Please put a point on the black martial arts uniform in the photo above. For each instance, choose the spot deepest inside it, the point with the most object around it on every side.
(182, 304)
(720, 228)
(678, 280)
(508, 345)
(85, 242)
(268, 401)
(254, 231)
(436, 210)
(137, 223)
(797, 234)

*YOUR INSTRUCTIONS:* Please transcribe all of the data above, reproducing every line without any change.

*THE RESULT:*
Please put a point on the black martial arts uniform in the photo above. For each instance, choose the spot deepest inside it, the point with the most object around it on every side.
(182, 304)
(720, 228)
(678, 280)
(508, 345)
(85, 242)
(268, 401)
(254, 231)
(436, 210)
(137, 223)
(797, 234)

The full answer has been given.